Step by step solution

01

Understand Angular Momentum Conservation

In a collapse like this, the angular momentum of the star is conserved if no external torques are acting on it. This means that the initial angular momentum of the star must equal the final angular momentum after the collapse.
02

Define Terms and Variables

Let the initial radius of the star be \( R_i = 7.0 \times 10^5 \) km and the final radius be \( R_f = 16 \) km. The initial rotational period is 30 days, and we need to find the final angular speed \( \omega_f \) after the collapse.

INFORMATION PROVIDED -
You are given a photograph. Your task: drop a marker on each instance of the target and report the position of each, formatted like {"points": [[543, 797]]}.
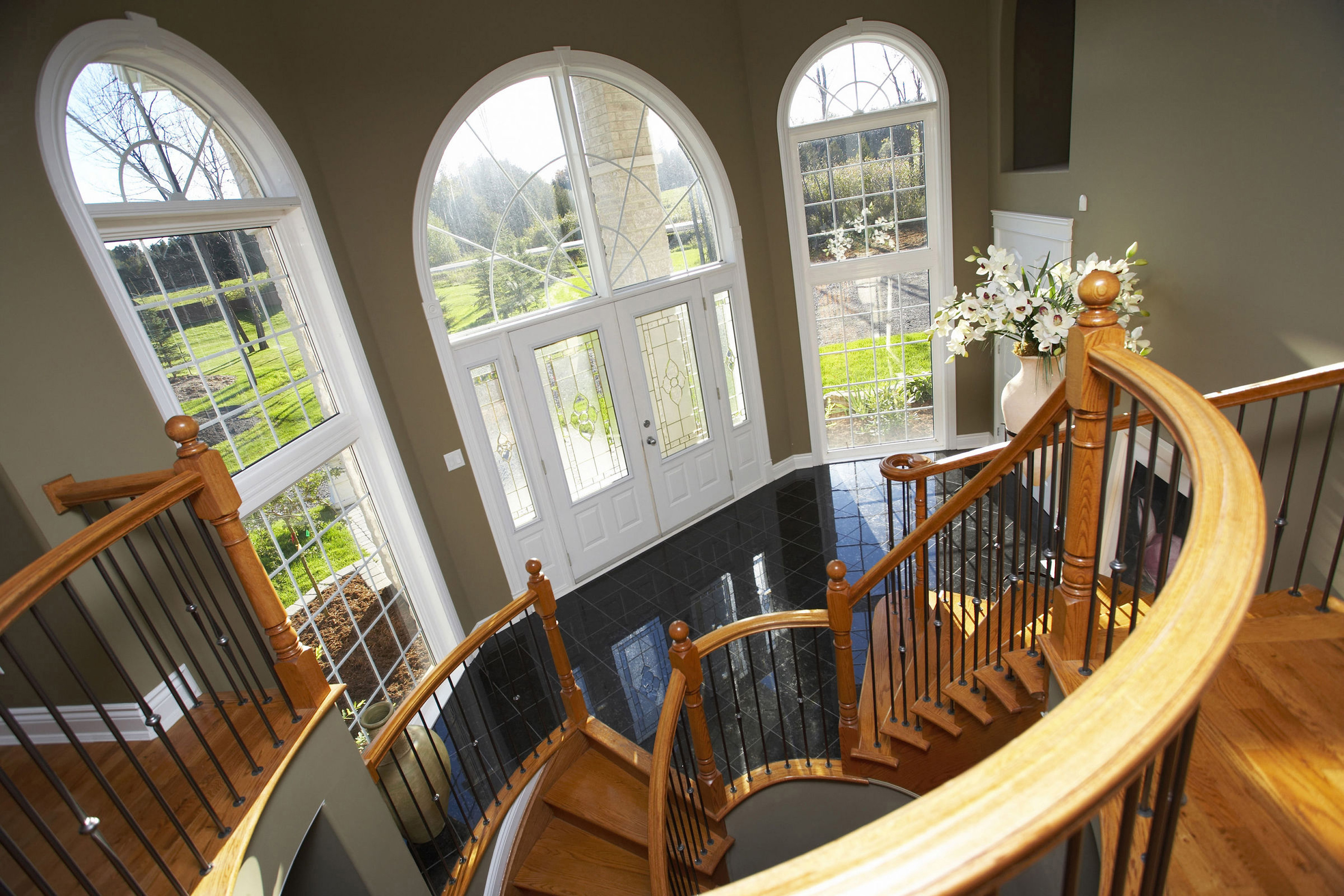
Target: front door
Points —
{"points": [[588, 428], [667, 335]]}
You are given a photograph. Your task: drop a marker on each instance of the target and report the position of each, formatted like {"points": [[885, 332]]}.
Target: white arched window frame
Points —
{"points": [[288, 211], [937, 257], [471, 350]]}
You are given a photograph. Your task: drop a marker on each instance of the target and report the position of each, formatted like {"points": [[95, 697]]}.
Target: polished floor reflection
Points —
{"points": [[763, 554]]}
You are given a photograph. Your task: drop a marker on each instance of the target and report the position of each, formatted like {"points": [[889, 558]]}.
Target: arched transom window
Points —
{"points": [[533, 174], [864, 135]]}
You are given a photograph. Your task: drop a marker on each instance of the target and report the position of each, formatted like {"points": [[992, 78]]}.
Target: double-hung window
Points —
{"points": [[203, 240]]}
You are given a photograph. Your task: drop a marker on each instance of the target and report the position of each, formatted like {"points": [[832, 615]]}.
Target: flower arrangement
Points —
{"points": [[1034, 309]]}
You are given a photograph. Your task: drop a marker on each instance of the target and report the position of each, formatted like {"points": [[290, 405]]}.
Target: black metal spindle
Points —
{"points": [[1117, 565], [1281, 518], [41, 825], [1174, 496], [737, 716], [1316, 499], [756, 699], [1101, 518], [25, 864], [822, 698], [718, 716], [242, 606], [1120, 868], [89, 825]]}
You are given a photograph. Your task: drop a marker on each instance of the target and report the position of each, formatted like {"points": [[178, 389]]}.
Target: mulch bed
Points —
{"points": [[340, 633]]}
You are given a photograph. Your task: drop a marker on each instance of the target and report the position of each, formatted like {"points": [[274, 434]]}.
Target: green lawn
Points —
{"points": [[338, 545], [867, 366]]}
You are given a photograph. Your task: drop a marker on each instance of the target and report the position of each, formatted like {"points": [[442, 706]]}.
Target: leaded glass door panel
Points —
{"points": [[585, 420], [671, 357]]}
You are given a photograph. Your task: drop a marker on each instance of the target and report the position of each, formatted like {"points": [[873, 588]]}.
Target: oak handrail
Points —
{"points": [[44, 574], [435, 679], [1002, 463], [672, 699], [983, 825]]}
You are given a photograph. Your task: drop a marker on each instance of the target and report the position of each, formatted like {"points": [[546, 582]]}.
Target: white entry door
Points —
{"points": [[671, 354], [588, 428]]}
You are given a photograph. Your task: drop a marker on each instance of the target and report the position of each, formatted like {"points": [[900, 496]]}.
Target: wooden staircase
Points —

TASK DETAILS - Resume the step-by-step solution about the collapsing star's spin, continuing after its last sentence.

EXERCISE ANSWER -
03

Initial Angular Momentum

The moment of inertia for a sphere is \( I = \frac{2}{5} m R^2 \). The initial angular velocity \( \omega_i \) is connected to the period \( T_i \) by \( \omega_i = \frac{2\pi}{T_i} \). Initially, with \( T_i = 30 \times 24 \times 60 \times 60 \) seconds, \( \omega_i = \frac{2\pi}{30 \times 24 \times 60 \times 60} \) rad/s.
04

Final Angular Momentum

After the collapse, the star's radius is \( R_f \), and its angular momentum must equal the initial angular momentum, so the equation becomes \( \frac{2}{5} m R_i^2 \omega_i = \frac{2}{5} m R_f^2 \omega_f \). We can cancel \( \frac{2}{5}m \) since it's constant.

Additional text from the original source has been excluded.